### Task to complete
Answer these questions from the forum thread on financing a car when paid only mileage at work:
1. What does the OP's deal pay per mile for the first 10,000 miles?
2. What car did RT pay cash for using savings from the '80s?
3. In brum's calculation, £50,000 is divided by how many miles?

### Extract provided
---+---

The OP has a deal of 45p/mile for the first 10,000 miles and 25p/mile thereafter - I'd have been laughing all the way to the Bahamas on those figures, at modern costs!

Bangernomics doesn't count when you need to do 25000 miles per year reliably and in a presentable car.

Edited by Avant on 18/04/2017 at 00:44

Financing a car when only paid mileage at work - RT

Now retired, I drive an expensive gas-guzzling SUV but could still make a good profit from the current lower HMRC rate of 25p/mile.

The OP has a deal of 45p/mile for the first 10,000 miles and 25p/mile thereafter - I'd have been laughing all the way to the Bahamas on those figures, at modern costs!

Bangernomics doesn't count when you need to do 25000 miles per year reliably and in a presentable car.

We may differ on opinions - but I don't think my factory-order SUV at over £50,000 counts as "bangernomics".

Financing a car when only paid mileage at work - brum

And I doubt your £50k suv costs less than 25p per mile to finance, fuel, maintain, repair, tax and insure (business use 25k / year)

Financing a car when only paid mileage at work - RT

And I doubt your £50k suv costs less than 25p per mile to finance, fuel, maintain, repair, tax and insure (business use 25k / year)

Going back to the '80s I used to receive the then lower HMRC rate - after 4 years doing 25,000 on business at that rate but saving the difference between income and actual costs, I used the savings to pay cash for a brand new Audi 100.

The BIK tax basis for company cars is quite different these days but the concepts behind the HMRC lower rate aren't - it's always been to cover the marginal costs of running an average car and easy to find cars that cost less than that rate to run.

Financing a car when only paid mileage at work - brum

But you said you would make fortune if paid 25p/mile TODAY.

So how much is £50,000 divided by say 200,000 miles? (Answer, 25p)

Good luck with that.

Financing a car when only paid mileage at work - RT

But you said you would make fortune if paid 25p/mile TODAY.

So how much is £50,000 divided by say 200,000 miles? (Answer, 25p)

Good luck with that.

The lower HMRC rate should/does cover the marginal cost/mile of additional mileage - the extra in the higher HMRC rate should/does cover any additional fixed costs.

The individual should also be contributing the higher HMRC rate towards their own beneficial use of the vehicle.

On the above basis, making a profit is easy.

Financing a car when only paid mileage at work - brum

The individual should also be contributing the higher HMRC rate towards their own beneficial use of the vehicle.

I cannot understand this sentence.

Are you saying that HMRC pays you for private mileage?

Or that the individual should somehow be subsidising business mileage?

Financing a car when only paid mileage at work - RT

The individual should also be contributing the higher HMRC rate towards their own beneficial use of the vehicle.

I cannot understand this sentence.

Are you saying that HMRC pays you for private mileage?

Or that the individual should somehow be subsidising business mileage?

I'm suggesting the employers' mileage rate pays for business mileage, the individual pays for business mileage - and both pay their share of fixed costs, the employer through the difference between higher and lower rates paid for the first 10,000 miles.

---+---

### Records from a point labeling set
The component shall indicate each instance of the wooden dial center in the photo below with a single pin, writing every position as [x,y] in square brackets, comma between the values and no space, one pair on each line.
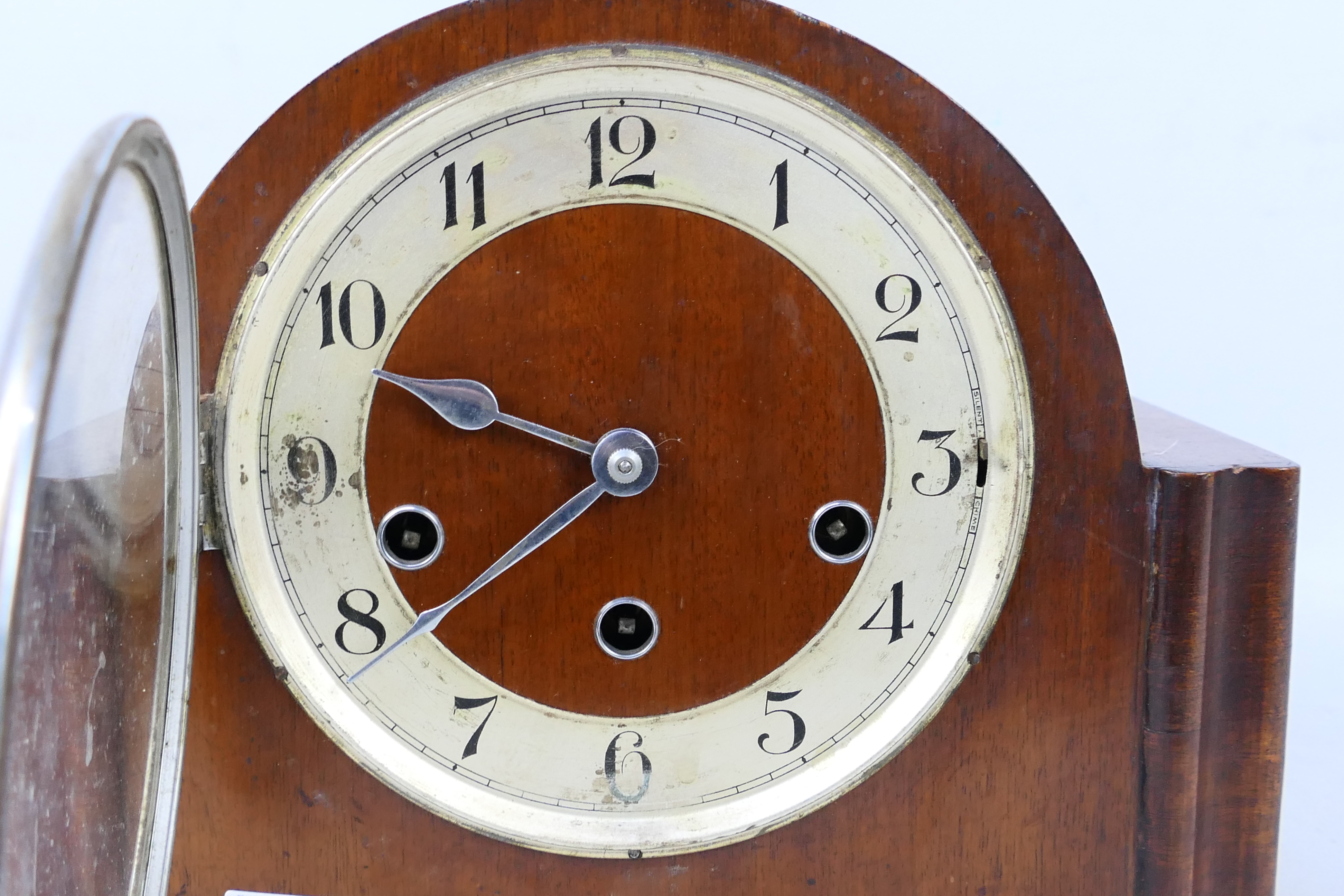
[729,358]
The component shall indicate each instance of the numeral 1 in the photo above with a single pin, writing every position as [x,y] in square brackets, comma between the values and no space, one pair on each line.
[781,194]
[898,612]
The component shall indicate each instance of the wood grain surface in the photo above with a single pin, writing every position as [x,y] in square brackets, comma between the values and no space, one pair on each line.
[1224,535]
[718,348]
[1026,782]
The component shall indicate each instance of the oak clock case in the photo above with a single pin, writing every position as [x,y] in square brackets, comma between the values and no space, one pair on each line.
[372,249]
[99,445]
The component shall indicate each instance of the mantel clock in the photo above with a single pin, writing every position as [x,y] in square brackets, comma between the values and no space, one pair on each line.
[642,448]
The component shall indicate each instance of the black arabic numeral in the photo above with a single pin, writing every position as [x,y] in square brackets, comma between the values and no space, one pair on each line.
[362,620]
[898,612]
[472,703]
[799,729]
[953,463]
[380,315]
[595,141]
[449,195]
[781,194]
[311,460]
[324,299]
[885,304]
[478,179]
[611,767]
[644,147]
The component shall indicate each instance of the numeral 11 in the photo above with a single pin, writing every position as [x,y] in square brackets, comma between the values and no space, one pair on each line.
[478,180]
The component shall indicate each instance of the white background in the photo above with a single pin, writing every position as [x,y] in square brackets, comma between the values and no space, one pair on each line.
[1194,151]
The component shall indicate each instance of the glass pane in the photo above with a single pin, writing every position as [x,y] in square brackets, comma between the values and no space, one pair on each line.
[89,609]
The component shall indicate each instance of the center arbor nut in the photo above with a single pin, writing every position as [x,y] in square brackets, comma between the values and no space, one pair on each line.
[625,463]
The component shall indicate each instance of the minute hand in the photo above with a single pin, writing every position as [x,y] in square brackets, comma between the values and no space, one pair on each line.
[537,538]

---+---

### Complete response
1. 45p per mile
2. A brand new Audi 100
3. 200,000 miles